    3. Safety Guardrails. Terra has implemented technical and operational guardrails intended to ensure safe execution of attack simulations (e.g., exploit depth limits, payload constraints, rate limits, target validation checks, and emergency “kill-switch”). Terra may update guardrails from time to time to enhance safety or compliance. Customer represents and warrants, on behalf of itself and its Authorized Users, not to attempt to circumvent, disable, or modify guardrails or safety controls implemented by Terra.
    4. PoC Minimization. Unless otherwise approved in writing, exploitation is limited to the minimum extent reasonably required to validate a vulnerability (e.g. non-destructive payloads, collection of minimal evidentiary artifacts such as headers, banners, directory listings, or limited sample records redacted to exclude personal data or secrets). Any mass data exfiltration or privilege-escalation chaining beyond proof of vulnerability is prohibited unless expressly approved in the written test plan.
    5. Data Minimization. Customer shall avoid submitting to Terra Agentic Proxy unnecessary personal data, including without limitations, payment card data, protected health information, or other regulated/sensitive data.
    6. Suspension. Terra may immediately suspend Customer’s access to Terra Agentic Proxy where Terra reasonably believes that such activity may pose undue operational risk, violate law or third-party policies, or breach this Agreement. Terra will notify Customer of such suspension without undue delay and, where feasible, coordinate a safe resumption.
  2. Retention of Logs. Terra Agentic Proxy may generate and store audit logs, technical telemetry, and related metadata concerning simulations, including but not limited to: (a) executed commands, payload identifiers, timestamps, target identifiers, IP addresses, status codes, error messages, and system responses; (b) configuration parameters, guardrail enforcement events, and Authorized User actions; and (c) AI Technology-assisted decisioning traces and performance metrics. Terra may retain such logs subject to its confidentiality obligations under the Agreement, solely for purposes of safety, support, security investigations, compliance, and service improvement. Customer acknowledges that such logs may include limited Customer Data necessary for evidentiary or troubleshooting purposes, and Terra will process such data in accordance with the Agreement and the Data Processing Agreement.
  3. Disclaimer of Warranties. Customer acknowledges and agrees that AI Technology-assisted outputs generated by Terra Agentic Proxy may be probabilistic, subject to inherent limitations of artificial intelligence technologies, and must be validated by qualified personnel before any operational reliance. Outputs generated by Terra Agentic Proxy are advisory and may not identify all vulnerabilities or risks. Terra shall have no liability for any vulnerability, unauthorized access to Customer Data, or any data security event caused by any act or omission of Customer or its Authorized Users in breach of the Documentation or this Agreement, including without limitation any attempt to circumvent, disable, or modify the guardrails or safety controls implemented by Terra. Terra does not assume operational responsibility for Customer’s Systems, network stability, or data integrity arising from Customer’s or its Authorized Users’ acts or omissions in connection with their use of Terra Agentic Proxy.

→ REQUIRED ACTION A: Decide whether each statement agrees with the terms excerpt, answering yes or no and quoting the deciding words: (i) Terra may suspend the Customer's access right away if it reasonably believes the activity may breach the Agreement; (ii) mass data exfiltration is permitted without any written approval; (iii) outputs from Terra Agentic Proxy will identify all vulnerabilities.
→ REQUIRED ACTION B: Reproduce word for word the stretch of the terms excerpt from "5. Data Minimization." through "a safe resumption.".

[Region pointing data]
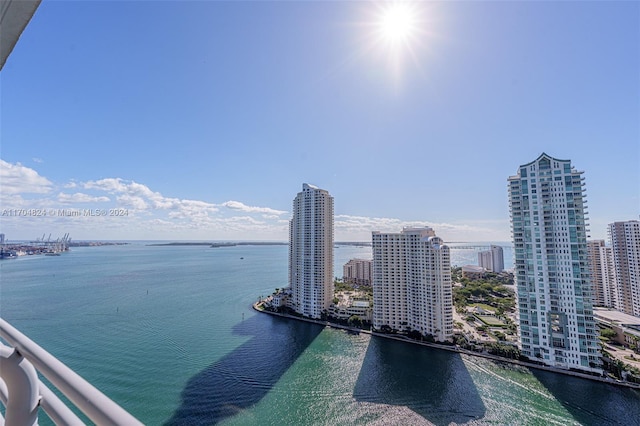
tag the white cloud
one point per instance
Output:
(79, 197)
(237, 205)
(18, 179)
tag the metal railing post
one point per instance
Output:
(21, 380)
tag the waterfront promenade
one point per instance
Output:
(258, 307)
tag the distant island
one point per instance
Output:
(250, 243)
(223, 244)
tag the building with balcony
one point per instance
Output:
(547, 204)
(311, 252)
(625, 244)
(357, 271)
(603, 276)
(412, 283)
(492, 260)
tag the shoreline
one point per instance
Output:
(452, 349)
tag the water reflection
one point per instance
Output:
(591, 402)
(434, 384)
(243, 377)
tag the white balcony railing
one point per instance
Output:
(22, 393)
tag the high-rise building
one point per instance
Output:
(547, 205)
(311, 252)
(492, 260)
(625, 242)
(603, 276)
(357, 271)
(412, 283)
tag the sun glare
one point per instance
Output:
(398, 22)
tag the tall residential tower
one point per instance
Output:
(625, 242)
(547, 206)
(603, 274)
(311, 252)
(412, 283)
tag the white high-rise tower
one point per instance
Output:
(625, 243)
(311, 252)
(412, 283)
(547, 206)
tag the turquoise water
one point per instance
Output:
(169, 334)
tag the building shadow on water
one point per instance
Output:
(243, 377)
(432, 383)
(591, 402)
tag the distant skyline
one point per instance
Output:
(201, 120)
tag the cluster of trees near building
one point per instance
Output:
(489, 289)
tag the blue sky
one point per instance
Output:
(203, 119)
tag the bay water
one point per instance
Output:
(168, 332)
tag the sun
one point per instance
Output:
(398, 22)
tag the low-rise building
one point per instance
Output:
(627, 327)
(357, 271)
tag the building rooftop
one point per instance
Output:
(618, 317)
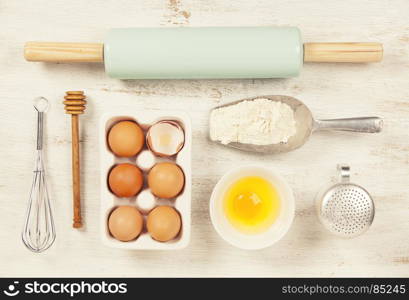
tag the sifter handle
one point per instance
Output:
(343, 52)
(64, 52)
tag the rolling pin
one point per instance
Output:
(208, 52)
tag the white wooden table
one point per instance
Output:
(379, 162)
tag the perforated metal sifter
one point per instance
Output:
(345, 209)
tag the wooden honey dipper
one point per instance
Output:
(75, 105)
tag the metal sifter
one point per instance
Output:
(345, 209)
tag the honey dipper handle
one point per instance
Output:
(64, 52)
(76, 172)
(343, 52)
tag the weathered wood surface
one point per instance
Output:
(379, 162)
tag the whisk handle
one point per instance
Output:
(40, 122)
(363, 124)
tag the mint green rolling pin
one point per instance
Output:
(212, 52)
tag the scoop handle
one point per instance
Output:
(343, 52)
(364, 124)
(64, 52)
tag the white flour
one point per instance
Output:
(257, 122)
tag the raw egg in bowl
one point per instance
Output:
(252, 207)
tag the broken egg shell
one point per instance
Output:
(165, 138)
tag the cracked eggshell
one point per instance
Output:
(165, 138)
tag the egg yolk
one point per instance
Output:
(251, 204)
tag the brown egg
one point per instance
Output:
(125, 223)
(126, 139)
(163, 223)
(125, 180)
(166, 180)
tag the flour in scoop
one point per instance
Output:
(258, 122)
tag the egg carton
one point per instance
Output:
(109, 201)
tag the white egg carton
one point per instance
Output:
(109, 201)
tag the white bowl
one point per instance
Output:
(252, 241)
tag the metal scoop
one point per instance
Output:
(305, 126)
(345, 209)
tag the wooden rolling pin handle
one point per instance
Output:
(343, 52)
(64, 52)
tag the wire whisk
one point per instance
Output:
(39, 230)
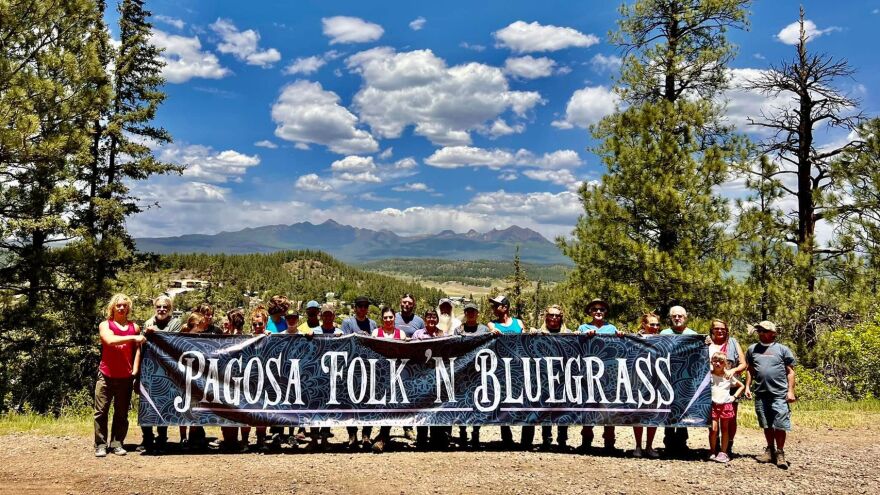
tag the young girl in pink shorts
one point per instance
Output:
(722, 406)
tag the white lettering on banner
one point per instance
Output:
(643, 381)
(487, 373)
(182, 404)
(447, 377)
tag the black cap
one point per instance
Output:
(500, 300)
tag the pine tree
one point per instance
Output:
(49, 75)
(809, 80)
(761, 230)
(653, 233)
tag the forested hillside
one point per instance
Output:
(472, 272)
(237, 279)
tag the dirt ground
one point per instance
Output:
(822, 461)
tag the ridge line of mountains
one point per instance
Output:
(352, 244)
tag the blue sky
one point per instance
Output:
(417, 118)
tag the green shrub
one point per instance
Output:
(812, 385)
(851, 357)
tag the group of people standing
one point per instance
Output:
(767, 364)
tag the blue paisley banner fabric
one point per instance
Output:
(270, 380)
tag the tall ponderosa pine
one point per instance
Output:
(806, 173)
(49, 75)
(653, 232)
(121, 150)
(771, 287)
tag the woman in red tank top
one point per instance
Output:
(120, 359)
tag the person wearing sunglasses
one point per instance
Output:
(388, 330)
(598, 310)
(359, 324)
(161, 321)
(771, 367)
(675, 439)
(554, 324)
(650, 325)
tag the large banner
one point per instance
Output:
(505, 380)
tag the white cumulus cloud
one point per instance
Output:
(203, 162)
(413, 187)
(790, 35)
(199, 192)
(353, 163)
(345, 29)
(587, 106)
(470, 156)
(306, 113)
(418, 23)
(525, 37)
(184, 58)
(244, 45)
(444, 104)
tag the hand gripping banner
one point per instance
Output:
(483, 380)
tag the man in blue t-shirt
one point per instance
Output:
(359, 323)
(406, 319)
(409, 322)
(771, 367)
(678, 319)
(598, 309)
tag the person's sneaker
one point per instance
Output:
(409, 433)
(769, 455)
(780, 460)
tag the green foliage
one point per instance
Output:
(249, 279)
(74, 110)
(653, 231)
(851, 357)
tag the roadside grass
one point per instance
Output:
(806, 415)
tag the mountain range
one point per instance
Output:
(354, 244)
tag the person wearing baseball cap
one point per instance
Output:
(598, 310)
(359, 324)
(504, 323)
(470, 326)
(448, 322)
(312, 321)
(291, 317)
(771, 366)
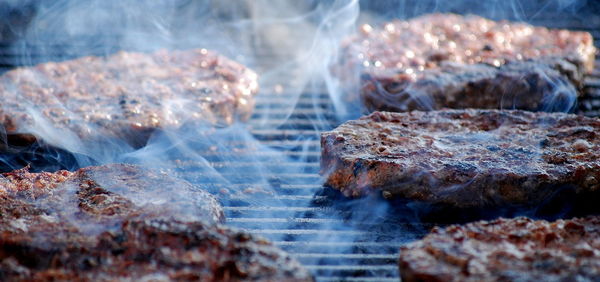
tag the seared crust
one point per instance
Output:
(464, 158)
(102, 224)
(449, 61)
(126, 95)
(518, 249)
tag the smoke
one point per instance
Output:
(259, 169)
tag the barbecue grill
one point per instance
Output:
(273, 188)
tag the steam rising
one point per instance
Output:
(294, 46)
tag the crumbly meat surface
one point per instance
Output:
(464, 158)
(450, 61)
(126, 95)
(112, 223)
(519, 249)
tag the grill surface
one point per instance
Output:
(336, 239)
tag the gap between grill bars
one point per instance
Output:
(298, 220)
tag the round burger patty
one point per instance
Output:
(450, 61)
(464, 158)
(121, 222)
(126, 95)
(518, 249)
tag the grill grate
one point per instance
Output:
(336, 239)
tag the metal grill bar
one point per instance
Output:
(295, 217)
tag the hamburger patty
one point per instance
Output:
(464, 158)
(449, 61)
(518, 249)
(126, 95)
(118, 222)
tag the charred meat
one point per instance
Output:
(114, 222)
(450, 61)
(126, 95)
(518, 249)
(464, 158)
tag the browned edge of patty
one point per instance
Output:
(506, 249)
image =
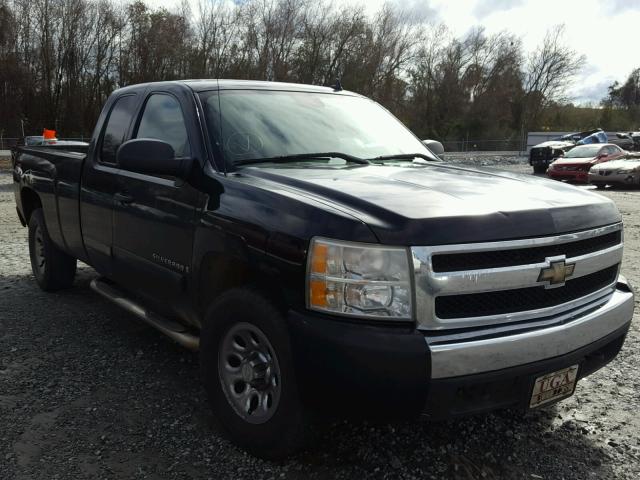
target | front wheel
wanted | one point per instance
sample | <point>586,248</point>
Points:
<point>53,268</point>
<point>247,368</point>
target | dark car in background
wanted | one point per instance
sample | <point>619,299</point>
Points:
<point>623,140</point>
<point>542,154</point>
<point>574,166</point>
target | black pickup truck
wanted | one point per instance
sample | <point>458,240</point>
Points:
<point>321,257</point>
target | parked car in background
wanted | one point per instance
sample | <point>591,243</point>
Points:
<point>574,166</point>
<point>597,137</point>
<point>622,172</point>
<point>623,140</point>
<point>541,155</point>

→ EXERCISE RESULT A:
(i) Yes: "Terra may immediately suspend Customer’s access to Terra Agentic Proxy where Terra reasonably believes that such activity may pose undue operational risk, violate law or third-party policies, or breach this Agreement."
(ii) No: "Any mass data exfiltration or privilege-escalation chaining beyond proof of vulnerability is prohibited unless expressly approved in the written test plan."
(iii) No: "Outputs generated by Terra Agentic Proxy are advisory and may not identify all vulnerabilities or risks."

→ EXERCISE RESULT B:
5. Data Minimization. Customer shall avoid submitting to Terra Agentic Proxy unnecessary personal data, including without limitations, payment card data, protected health information, or other regulated/sensitive data.
    6. Suspension. Terra may immediately suspend Customer’s access to Terra Agentic Proxy where Terra reasonably believes that such activity may pose undue operational risk, violate law or third-party policies, or breach this Agreement. Terra will notify Customer of such suspension without undue delay and, where feasible, coordinate a safe resumption.